Data for this task Block Start

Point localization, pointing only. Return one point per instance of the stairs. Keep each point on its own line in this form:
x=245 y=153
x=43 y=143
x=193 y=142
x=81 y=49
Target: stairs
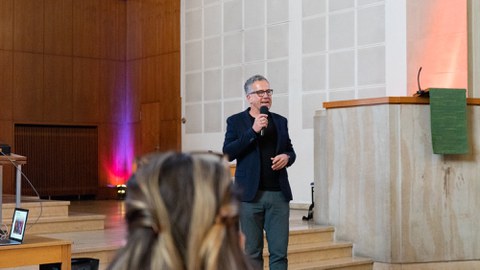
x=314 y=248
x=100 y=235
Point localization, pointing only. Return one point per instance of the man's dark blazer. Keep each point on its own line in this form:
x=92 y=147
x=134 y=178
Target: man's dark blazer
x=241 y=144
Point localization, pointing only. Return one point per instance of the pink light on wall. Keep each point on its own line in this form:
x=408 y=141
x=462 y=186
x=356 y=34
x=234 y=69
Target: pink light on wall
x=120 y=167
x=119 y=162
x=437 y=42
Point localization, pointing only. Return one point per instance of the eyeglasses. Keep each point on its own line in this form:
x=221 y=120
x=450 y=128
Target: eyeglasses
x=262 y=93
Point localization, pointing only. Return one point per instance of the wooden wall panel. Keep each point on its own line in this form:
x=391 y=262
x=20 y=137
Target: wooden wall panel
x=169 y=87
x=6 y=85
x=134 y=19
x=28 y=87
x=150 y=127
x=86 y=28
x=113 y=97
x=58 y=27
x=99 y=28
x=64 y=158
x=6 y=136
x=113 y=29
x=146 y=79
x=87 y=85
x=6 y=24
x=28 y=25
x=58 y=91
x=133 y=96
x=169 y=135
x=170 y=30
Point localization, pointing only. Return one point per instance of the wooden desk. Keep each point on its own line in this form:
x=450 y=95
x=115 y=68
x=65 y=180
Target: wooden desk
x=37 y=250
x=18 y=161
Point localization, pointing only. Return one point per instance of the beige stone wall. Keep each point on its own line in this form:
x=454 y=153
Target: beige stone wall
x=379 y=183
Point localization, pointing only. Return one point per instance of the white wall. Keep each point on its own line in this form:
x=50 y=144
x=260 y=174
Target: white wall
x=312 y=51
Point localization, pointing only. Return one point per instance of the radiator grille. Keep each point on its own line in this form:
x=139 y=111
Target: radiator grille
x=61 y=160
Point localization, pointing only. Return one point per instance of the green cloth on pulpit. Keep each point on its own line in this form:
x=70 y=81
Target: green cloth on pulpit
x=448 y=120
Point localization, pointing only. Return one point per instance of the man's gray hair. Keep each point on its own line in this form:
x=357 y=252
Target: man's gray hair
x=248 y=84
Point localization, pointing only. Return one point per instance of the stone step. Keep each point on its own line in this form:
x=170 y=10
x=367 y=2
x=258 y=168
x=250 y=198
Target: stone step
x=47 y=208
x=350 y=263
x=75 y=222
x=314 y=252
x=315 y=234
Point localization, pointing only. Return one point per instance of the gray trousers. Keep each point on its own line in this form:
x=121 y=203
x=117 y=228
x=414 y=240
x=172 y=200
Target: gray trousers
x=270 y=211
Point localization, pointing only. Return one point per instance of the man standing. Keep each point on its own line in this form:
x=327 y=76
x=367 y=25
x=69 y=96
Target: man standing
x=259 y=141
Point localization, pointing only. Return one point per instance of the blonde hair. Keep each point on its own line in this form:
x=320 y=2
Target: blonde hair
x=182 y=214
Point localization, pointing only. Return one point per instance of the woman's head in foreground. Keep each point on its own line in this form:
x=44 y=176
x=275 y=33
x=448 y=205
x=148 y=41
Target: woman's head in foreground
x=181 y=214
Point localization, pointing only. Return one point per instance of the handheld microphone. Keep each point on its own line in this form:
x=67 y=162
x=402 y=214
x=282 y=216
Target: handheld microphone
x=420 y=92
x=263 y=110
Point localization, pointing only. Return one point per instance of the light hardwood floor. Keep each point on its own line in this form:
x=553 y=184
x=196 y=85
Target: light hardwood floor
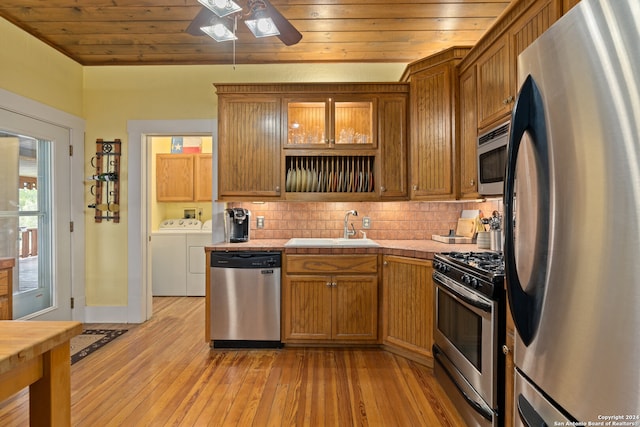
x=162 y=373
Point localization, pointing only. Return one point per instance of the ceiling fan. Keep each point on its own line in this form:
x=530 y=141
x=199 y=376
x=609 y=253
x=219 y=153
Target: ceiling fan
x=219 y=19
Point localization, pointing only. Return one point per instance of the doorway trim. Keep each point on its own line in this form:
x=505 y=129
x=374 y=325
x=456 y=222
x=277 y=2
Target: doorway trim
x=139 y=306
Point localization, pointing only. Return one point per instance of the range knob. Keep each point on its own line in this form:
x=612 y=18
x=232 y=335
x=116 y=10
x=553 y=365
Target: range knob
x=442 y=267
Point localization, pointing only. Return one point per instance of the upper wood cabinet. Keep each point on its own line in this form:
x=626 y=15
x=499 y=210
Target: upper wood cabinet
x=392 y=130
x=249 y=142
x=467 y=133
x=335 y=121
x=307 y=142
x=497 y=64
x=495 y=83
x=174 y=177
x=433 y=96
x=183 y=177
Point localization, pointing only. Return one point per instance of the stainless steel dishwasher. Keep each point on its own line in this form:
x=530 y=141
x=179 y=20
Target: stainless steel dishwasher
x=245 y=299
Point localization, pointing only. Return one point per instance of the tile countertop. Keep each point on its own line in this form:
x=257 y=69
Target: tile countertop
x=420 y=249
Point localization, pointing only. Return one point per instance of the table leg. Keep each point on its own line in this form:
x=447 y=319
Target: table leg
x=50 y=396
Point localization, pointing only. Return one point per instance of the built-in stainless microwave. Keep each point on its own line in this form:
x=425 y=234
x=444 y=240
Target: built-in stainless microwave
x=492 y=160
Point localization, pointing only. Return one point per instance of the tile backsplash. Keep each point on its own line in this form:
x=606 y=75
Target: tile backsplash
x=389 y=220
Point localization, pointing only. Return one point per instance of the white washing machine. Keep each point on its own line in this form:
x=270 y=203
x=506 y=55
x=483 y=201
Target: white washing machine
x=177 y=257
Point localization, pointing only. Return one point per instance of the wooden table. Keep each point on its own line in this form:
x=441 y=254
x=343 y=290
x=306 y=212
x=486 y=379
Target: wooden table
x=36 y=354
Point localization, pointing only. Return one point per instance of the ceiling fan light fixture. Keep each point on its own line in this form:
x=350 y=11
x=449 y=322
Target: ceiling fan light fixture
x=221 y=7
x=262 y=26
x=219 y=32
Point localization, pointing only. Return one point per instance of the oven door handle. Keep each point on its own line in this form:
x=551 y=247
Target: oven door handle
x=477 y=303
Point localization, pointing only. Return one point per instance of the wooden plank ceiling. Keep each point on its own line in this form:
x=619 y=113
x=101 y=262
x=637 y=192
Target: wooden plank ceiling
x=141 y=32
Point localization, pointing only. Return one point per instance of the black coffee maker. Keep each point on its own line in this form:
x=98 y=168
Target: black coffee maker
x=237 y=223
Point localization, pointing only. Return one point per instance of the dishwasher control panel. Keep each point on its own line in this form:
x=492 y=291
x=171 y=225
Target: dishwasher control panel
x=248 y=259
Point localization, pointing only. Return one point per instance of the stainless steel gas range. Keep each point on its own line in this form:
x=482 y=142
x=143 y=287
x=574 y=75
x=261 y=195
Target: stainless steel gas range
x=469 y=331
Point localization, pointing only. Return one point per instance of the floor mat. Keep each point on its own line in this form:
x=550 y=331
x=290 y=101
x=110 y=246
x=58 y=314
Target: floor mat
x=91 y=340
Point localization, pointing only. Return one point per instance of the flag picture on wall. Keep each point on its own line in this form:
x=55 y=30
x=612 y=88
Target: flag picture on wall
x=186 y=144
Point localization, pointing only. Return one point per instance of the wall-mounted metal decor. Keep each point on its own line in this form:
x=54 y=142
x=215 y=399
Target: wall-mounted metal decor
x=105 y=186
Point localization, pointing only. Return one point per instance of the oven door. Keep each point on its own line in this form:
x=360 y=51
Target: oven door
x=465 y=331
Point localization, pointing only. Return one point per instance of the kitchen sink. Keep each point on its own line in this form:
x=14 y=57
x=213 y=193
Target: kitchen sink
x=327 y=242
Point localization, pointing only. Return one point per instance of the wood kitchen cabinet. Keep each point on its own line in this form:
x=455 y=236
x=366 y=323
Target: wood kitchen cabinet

Data for this task Block End
Data for this task Block Start

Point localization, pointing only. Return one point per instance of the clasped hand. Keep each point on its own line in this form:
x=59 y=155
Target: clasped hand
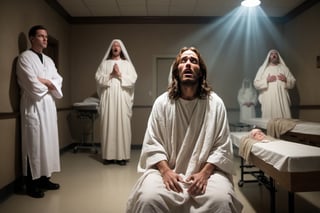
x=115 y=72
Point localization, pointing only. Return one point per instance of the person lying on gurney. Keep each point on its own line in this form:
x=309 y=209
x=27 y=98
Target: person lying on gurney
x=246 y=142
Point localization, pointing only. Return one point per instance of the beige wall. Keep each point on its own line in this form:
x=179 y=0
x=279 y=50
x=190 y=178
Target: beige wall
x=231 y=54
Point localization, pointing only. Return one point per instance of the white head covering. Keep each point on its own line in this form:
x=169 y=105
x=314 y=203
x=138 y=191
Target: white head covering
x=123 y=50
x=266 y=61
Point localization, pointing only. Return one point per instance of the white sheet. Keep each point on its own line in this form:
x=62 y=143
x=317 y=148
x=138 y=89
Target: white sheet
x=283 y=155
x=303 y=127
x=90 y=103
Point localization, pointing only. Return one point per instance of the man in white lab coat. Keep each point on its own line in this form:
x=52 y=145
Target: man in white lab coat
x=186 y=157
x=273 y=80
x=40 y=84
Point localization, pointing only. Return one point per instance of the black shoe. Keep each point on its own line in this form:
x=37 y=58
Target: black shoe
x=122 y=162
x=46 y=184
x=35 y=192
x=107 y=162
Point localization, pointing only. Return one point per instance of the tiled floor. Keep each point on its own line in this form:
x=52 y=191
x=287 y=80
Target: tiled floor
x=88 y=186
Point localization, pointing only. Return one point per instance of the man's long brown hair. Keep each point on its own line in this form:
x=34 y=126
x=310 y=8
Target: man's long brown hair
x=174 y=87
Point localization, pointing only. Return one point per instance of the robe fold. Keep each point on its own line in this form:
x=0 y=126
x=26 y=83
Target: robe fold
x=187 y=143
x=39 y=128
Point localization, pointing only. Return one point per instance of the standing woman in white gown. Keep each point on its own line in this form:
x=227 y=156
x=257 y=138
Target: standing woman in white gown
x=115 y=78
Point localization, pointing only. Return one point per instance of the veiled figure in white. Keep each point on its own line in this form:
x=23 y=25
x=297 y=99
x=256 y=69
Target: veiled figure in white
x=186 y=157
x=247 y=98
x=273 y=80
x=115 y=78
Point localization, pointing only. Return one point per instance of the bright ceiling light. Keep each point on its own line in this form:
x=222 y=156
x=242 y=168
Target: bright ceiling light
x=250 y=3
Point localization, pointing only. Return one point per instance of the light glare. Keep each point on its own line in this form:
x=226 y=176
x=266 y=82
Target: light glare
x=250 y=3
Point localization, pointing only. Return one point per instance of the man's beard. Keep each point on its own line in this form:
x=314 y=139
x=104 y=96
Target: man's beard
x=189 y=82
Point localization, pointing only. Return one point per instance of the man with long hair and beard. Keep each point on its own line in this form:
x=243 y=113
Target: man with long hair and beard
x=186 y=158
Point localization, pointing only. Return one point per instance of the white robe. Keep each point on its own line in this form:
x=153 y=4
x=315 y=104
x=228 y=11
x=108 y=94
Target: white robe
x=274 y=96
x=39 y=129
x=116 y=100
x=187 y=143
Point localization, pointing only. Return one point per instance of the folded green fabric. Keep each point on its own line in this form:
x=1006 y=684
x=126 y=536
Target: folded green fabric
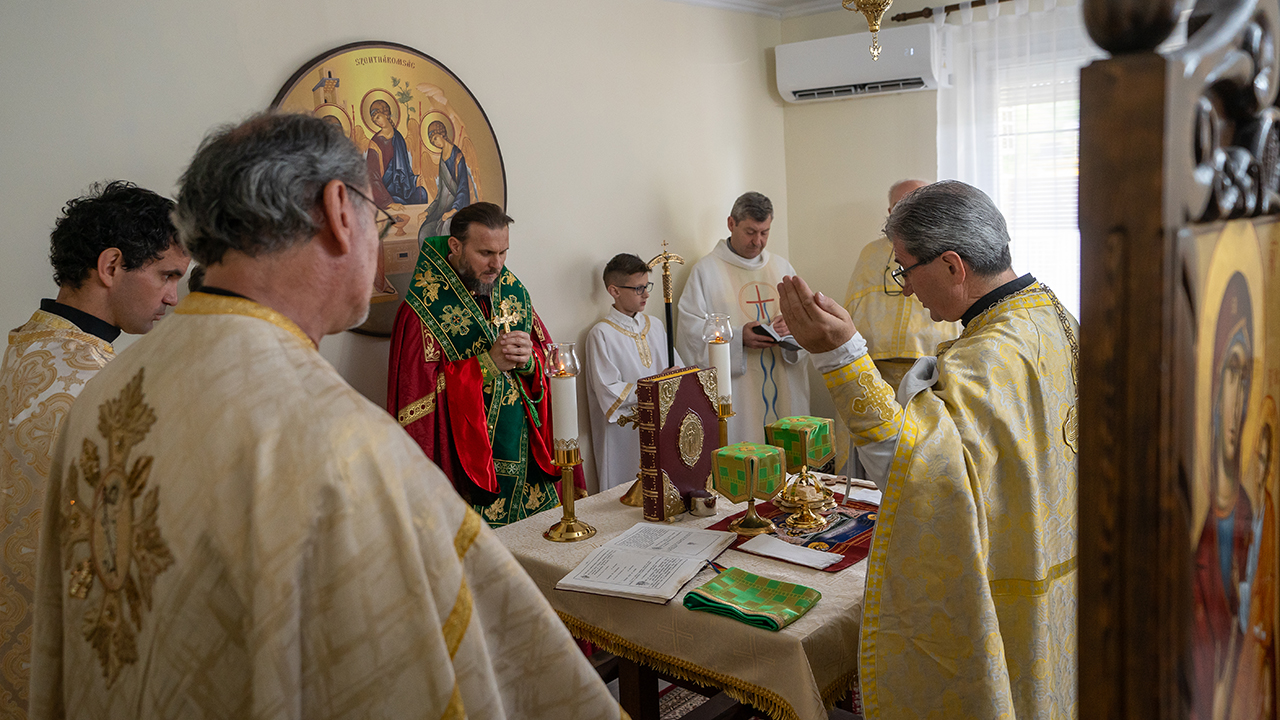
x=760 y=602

Data for this task Block End

● Required work
In the listing above, find the line containing "of the green" and the line containing "x=282 y=216", then quote both, plus every line between them, exactly as written.

● Problem solution
Point localization, pointing only. Return one point per instance of the green cloth on pulpit. Keep each point on its own line in this form:
x=70 y=81
Target: green cloth on pulpit
x=448 y=120
Point localization, pointing only. Return one point per instance of the man's gray hair. Keep each point on its own line in this form:
x=357 y=252
Target: man's gray hair
x=248 y=84
Point localization, pointing only. Return one point per instance of the stone step. Keep each point on its own line in this form:
x=170 y=10
x=367 y=2
x=258 y=168
x=250 y=198
Target: stone step
x=47 y=208
x=350 y=263
x=75 y=222
x=314 y=252
x=315 y=234
Point localization, pointing only. Return one point per instance of the gray trousers. Keep each point on its own line in this form:
x=121 y=203
x=117 y=228
x=414 y=240
x=172 y=200
Target: gray trousers
x=270 y=211
Point localization, pointing only. Return one point per instance of the man standing. Keep each point on its own line in this form:
x=327 y=76
x=367 y=25
x=69 y=96
Target: man standing
x=259 y=141
Point localization, pointing only. Return one point per instance of the blonde hair. Keep each point on its own line in this form:
x=320 y=2
Target: blonde hair
x=182 y=214
Point localization, pointing only. Return one point per instance of the woman's head in foreground. Keep each point on its own line in this form:
x=44 y=176
x=275 y=33
x=448 y=205
x=148 y=41
Target: woman's head in foreground
x=181 y=214
Point localization, pointing only. Return one point per instance of the handheld microphone. Keep each point on its own line in this form:
x=67 y=162
x=402 y=214
x=282 y=216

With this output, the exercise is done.